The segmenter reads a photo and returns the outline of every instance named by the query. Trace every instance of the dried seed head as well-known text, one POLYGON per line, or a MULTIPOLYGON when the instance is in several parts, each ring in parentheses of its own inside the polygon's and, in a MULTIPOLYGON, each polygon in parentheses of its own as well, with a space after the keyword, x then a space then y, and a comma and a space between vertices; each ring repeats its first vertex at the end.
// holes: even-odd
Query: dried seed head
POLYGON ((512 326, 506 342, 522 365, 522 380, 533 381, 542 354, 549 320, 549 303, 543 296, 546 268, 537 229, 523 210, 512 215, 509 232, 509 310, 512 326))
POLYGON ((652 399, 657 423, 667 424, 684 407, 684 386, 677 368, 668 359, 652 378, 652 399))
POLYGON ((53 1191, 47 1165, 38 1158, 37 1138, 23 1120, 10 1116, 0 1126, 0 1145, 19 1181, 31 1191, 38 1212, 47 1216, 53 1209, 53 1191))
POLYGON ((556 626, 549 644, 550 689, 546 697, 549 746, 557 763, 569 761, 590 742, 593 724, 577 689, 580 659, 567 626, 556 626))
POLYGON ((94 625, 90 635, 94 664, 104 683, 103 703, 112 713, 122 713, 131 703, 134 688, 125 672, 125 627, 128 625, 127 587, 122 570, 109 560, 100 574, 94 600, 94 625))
__________
[Instructions to follow]
An exact copy of every line above, start to finish, is required.

[Answer section]
The segmenter reads a photo and returns the outline of every instance named by the query. Trace every instance of the dried seed head as well-known text, one POLYGON per line, or a MULTIPOLYGON when the instance is in several parts, each ring in parentheses of its own inside the polygon's and, in a MULTIPOLYGON, each polygon in parentheses of its own as well, with a space after the keyword, x then a space then y, and a comma and a space between vertices; each ring repeats its first vertex at the end.
// holes: even-odd
Query: dried seed head
POLYGON ((512 326, 506 342, 522 365, 522 380, 533 381, 542 354, 549 320, 549 303, 543 296, 546 268, 537 229, 523 210, 512 215, 509 232, 509 310, 512 326))
POLYGON ((652 399, 657 423, 667 424, 684 407, 684 386, 677 368, 668 359, 652 378, 652 399))
POLYGON ((53 1191, 47 1165, 38 1158, 37 1138, 23 1120, 10 1116, 0 1126, 0 1145, 19 1181, 31 1191, 38 1212, 47 1216, 53 1209, 53 1191))
POLYGON ((556 626, 549 644, 550 689, 546 697, 549 746, 557 763, 569 761, 590 742, 593 724, 577 689, 580 659, 567 626, 556 626))
POLYGON ((94 625, 90 635, 94 664, 104 683, 103 703, 112 713, 122 713, 131 703, 134 688, 125 672, 125 627, 128 625, 127 587, 122 570, 109 560, 100 574, 94 600, 94 625))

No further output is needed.